PROBLEM REQUIREMENTS - Transcribe the records below exactly as they appear.

[Data listing]
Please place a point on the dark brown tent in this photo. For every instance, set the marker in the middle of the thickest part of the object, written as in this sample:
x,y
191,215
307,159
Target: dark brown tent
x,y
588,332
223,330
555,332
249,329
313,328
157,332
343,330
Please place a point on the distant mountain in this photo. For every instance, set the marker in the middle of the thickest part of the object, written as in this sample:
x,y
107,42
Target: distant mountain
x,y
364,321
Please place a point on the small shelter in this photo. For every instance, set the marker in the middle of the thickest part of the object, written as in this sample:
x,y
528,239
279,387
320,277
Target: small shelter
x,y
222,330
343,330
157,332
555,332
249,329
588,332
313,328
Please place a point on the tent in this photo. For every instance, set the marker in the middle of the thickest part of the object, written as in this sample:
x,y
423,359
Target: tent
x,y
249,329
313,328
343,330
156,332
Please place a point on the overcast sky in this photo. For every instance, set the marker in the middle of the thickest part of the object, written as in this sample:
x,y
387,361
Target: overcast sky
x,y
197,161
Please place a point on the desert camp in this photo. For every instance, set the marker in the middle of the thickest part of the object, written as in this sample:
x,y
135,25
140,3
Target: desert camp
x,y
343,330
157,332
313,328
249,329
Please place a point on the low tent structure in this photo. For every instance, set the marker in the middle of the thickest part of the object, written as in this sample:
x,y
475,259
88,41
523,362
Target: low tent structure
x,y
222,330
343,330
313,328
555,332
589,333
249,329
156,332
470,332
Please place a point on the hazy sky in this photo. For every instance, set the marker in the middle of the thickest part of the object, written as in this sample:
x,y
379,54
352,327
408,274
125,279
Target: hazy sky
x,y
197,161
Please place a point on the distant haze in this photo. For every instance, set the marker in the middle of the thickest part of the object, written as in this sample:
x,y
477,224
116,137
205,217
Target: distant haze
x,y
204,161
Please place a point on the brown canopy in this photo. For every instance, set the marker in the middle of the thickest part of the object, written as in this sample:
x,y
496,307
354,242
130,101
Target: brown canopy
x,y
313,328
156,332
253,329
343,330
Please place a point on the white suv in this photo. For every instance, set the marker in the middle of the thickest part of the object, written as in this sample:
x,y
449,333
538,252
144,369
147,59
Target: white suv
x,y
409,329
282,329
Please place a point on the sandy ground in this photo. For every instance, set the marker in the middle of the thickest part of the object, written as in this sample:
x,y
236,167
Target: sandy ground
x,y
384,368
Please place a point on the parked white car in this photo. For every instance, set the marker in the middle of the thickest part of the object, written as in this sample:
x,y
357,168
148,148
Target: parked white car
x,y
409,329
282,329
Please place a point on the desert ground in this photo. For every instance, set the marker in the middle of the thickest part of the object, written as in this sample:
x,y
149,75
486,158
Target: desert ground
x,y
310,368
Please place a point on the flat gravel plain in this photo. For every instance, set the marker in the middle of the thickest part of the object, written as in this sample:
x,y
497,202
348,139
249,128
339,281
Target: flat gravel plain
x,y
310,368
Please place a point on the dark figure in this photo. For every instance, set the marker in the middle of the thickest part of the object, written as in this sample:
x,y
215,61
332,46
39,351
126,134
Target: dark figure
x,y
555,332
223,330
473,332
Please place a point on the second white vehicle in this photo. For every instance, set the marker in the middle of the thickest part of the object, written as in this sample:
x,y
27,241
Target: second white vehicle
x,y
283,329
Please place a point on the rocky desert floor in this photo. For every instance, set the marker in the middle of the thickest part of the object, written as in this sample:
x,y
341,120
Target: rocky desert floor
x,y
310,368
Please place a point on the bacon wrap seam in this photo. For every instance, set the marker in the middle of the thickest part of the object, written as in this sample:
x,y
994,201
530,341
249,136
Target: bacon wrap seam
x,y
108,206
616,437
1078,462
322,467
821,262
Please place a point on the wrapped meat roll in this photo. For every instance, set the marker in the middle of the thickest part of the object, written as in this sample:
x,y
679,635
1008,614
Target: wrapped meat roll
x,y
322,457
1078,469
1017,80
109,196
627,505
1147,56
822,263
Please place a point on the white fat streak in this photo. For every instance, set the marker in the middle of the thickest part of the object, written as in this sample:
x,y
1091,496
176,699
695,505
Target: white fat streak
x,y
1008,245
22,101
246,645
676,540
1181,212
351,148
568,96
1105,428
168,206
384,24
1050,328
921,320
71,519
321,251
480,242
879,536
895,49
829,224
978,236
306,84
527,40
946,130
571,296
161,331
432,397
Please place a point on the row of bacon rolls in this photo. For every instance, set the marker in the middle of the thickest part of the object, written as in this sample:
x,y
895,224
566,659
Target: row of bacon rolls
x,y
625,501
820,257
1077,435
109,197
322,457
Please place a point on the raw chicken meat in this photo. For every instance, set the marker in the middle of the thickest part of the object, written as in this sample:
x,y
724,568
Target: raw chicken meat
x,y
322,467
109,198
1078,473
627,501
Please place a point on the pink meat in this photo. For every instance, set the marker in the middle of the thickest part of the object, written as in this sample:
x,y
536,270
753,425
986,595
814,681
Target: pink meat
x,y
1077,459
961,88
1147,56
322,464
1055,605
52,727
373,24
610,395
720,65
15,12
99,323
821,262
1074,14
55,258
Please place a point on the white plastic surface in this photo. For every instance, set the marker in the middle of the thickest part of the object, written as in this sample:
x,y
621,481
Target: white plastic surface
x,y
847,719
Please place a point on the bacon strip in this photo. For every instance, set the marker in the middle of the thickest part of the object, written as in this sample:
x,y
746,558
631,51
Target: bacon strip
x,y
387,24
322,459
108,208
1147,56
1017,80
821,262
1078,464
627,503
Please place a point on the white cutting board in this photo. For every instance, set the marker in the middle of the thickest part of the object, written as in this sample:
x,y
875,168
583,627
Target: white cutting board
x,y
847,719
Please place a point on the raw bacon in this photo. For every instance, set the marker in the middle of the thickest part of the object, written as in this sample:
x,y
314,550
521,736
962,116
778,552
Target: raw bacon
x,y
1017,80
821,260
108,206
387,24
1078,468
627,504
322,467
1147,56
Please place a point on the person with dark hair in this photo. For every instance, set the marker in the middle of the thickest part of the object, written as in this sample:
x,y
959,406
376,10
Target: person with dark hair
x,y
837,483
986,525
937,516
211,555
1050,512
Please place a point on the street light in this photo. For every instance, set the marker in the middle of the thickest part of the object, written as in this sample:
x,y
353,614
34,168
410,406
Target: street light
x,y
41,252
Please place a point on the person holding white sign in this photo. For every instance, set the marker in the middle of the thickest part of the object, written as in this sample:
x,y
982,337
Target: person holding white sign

EXERCISE OUTPUT -
Please place a point on the dark brown tent in this photo. For every instance, set the marker in the middle of the thickest part of the object, written as in this sample:
x,y
191,215
307,159
Target: dark brown tent
x,y
588,332
223,330
555,332
249,329
313,328
157,332
343,330
Please place a point on the distant mountain in this photo. For every instance, set the marker in the middle of the thickest part of the object, written as in this sample:
x,y
107,42
Target: distant mountain
x,y
364,321
Please place a point on the small shelter in this photo. For every instance, set the marker in the middle of the thickest part of the object, written as in this sample:
x,y
528,239
279,387
320,277
Target: small shelter
x,y
222,330
343,330
157,332
555,332
249,329
588,332
313,328
Please place a point on the tent in this photo. For every instance, set the marker in the middle of the thickest part of the object, written as in this sample:
x,y
423,359
Target: tent
x,y
249,329
313,328
343,330
156,332
Please place a point on the overcast sky in this photo. For every instance, set the marker in the middle of the thickest part of the object, written as in this sample:
x,y
387,361
Target: overcast sky
x,y
197,161
Please place a point on the desert camp in this photo. For every instance, set the marker in the middle of the thickest part of the object, written as in this sample:
x,y
135,25
140,3
Target: desert camp
x,y
343,330
157,332
313,328
249,329
Please place a point on the low tent structure in this photo. For every instance, set the marker in the middle of the thickest part of the object, written as in this sample:
x,y
475,259
88,41
523,362
Target: low tent structure
x,y
222,330
343,330
313,328
555,332
589,333
249,329
156,332
470,332
Please place a point on the hazy sky in this photo. For every instance, set the marker in the middle of the thickest part of the object, written as in this sample:
x,y
379,54
352,327
408,274
125,279
Target: hazy sky
x,y
197,161
Please place a point on the distant haze in this photo. For every instance, set the marker in the middle of the thickest part of the object, written as in this sample:
x,y
477,224
116,137
205,217
Target: distant haze
x,y
204,161
Please place a point on the brown canopy in this photo. For every instance, set the marker in the middle of the thickest part of the object, written as in this sample:
x,y
496,307
354,242
130,101
Target: brown canopy
x,y
313,328
156,332
253,329
343,330
Please place a point on the white suv in this photo. For every instance, set the marker in the middle of the thickest part of the object, written as in this sample:
x,y
449,333
538,252
144,369
147,59
Target: white suv
x,y
409,329
282,329
Please place a point on the sandy ground in this photo. For every instance, set the marker in the middle of the thickest part of the object, written as in this sample:
x,y
236,167
Target: sandy ground
x,y
384,368
Please place a point on the parked white car in this photo. For every instance, set the marker in the middle of the thickest part of the object, written as in this sample:
x,y
357,168
148,148
Target: parked white car
x,y
409,329
282,329
Please place a point on the desert ground in this photo. For every instance, set the marker in the middle of the thickest part of the object, written as in this sample:
x,y
149,75
486,158
Target: desert ground
x,y
310,368
Please place a point on the flat gravel plain in this photo. For every instance, set the marker in the middle of the thickest part of the object, written as in this sample:
x,y
497,202
348,139
249,128
339,281
Target: flat gravel plain
x,y
310,368
Please place a point on the dark figure in this photo. For every instance, set the marker in the middle of the thickest part of the object, written as in this sample:
x,y
215,61
332,46
39,351
126,134
Target: dark figure
x,y
555,332
223,330
473,332
Please place a point on the second white vehicle in this photo. For every instance, set the marker in the middle of the thickest part of the object, written as in this sample:
x,y
27,241
Target: second white vehicle
x,y
283,329
Please place a point on the rocky desert floor in this photo. For every instance, set the marker in the middle of the thickest part of the object, written as in this sample:
x,y
341,120
Target: rocky desert floor
x,y
310,368
Please place a point on the bacon wrap seam in this photo. For every instance, set the marker in the middle of the thickest part of the object, written as in this sample:
x,y
994,201
530,341
249,136
Target: bacon wrap seam
x,y
108,206
616,437
1078,462
322,467
821,262
Please place a point on the wrapped meat roll in this photo. For every instance, set the marker in the middle of the thickest part of the object, written as in this sample:
x,y
679,635
1008,614
Target: wrapped meat roll
x,y
322,457
1078,469
1017,80
109,196
627,505
1147,56
822,263
Please place a point on the white fat streak in this photo. For every instance, set the marker in the middle of the thickest part of the object, written as in this sample:
x,y
1091,496
176,699
695,505
Target: white fat streak
x,y
1008,245
22,101
246,645
676,540
1181,212
351,148
568,96
1105,428
168,206
384,24
1050,328
921,320
71,519
321,251
480,242
879,536
895,49
829,224
978,236
306,84
527,40
946,130
571,296
161,331
432,397
Please place a point on the row of bacon rolls in this photo. For every instance, set the marker in the middle of the thickest part of the object, written as in this sample:
x,y
895,224
566,659
Target: row of bacon rolls
x,y
625,501
820,257
1077,435
109,197
322,457
Please place a point on the raw chicken meat in this photo. For every instance, set the marker in the middle of the thickest part of the object, written as in this sample:
x,y
724,568
Target: raw chicken meat
x,y
322,467
109,198
1078,473
627,501
Please place a point on the pink meat in this photo. For every instance, set the marker in the middle of the thickest part of the object, written as in this sample:
x,y
536,270
753,425
986,595
814,681
Target: pink meat
x,y
1077,459
961,88
1147,56
322,464
1055,605
52,727
373,24
610,395
720,65
15,12
99,323
821,262
1074,14
55,258
Please place a point on the white plastic surface in this photo. For every instance, set the marker in the middle of the thickest part of the object, written as in this sample:
x,y
621,481
Target: white plastic surface
x,y
847,719
Please place a point on the bacon strip in this photo. For every instance, set the marker in the middle of the thickest part of the object, written as in this sample:
x,y
746,558
631,51
Target: bacon strip
x,y
387,24
322,459
108,208
1147,56
1017,80
821,262
1078,464
627,503
Please place a point on the white cutting board in this photo. For every instance, set the marker in the middle of the thickest part of the object, written as in this sample:
x,y
875,168
583,627
Target: white cutting board
x,y
847,719
Please place a point on the raw bacon in this photo. For every instance, set the marker in the middle of the thickest part of the object, written as in this sample:
x,y
314,550
521,736
962,116
778,552
Target: raw bacon
x,y
1017,80
821,260
108,206
387,24
1078,468
627,504
322,467
1147,56
Please place a point on the person with dark hair in this photo. For every instance, set the marker in the middle of the thickest part of the object, written as in this sample:
x,y
959,406
376,10
Target: person with dark hair
x,y
837,483
986,525
937,516
211,555
1050,512
Please place a point on the street light in this photo. For every instance, set the marker in the middle of the thickest part of the object, written as in this sample:
x,y
353,614
34,168
410,406
Target: street light
x,y
41,252
Please place a point on the person holding white sign in this photo. For every instance, set the marker in the middle of the thickest part of the object, written as in this sample:
x,y
982,337
Target: person holding white sign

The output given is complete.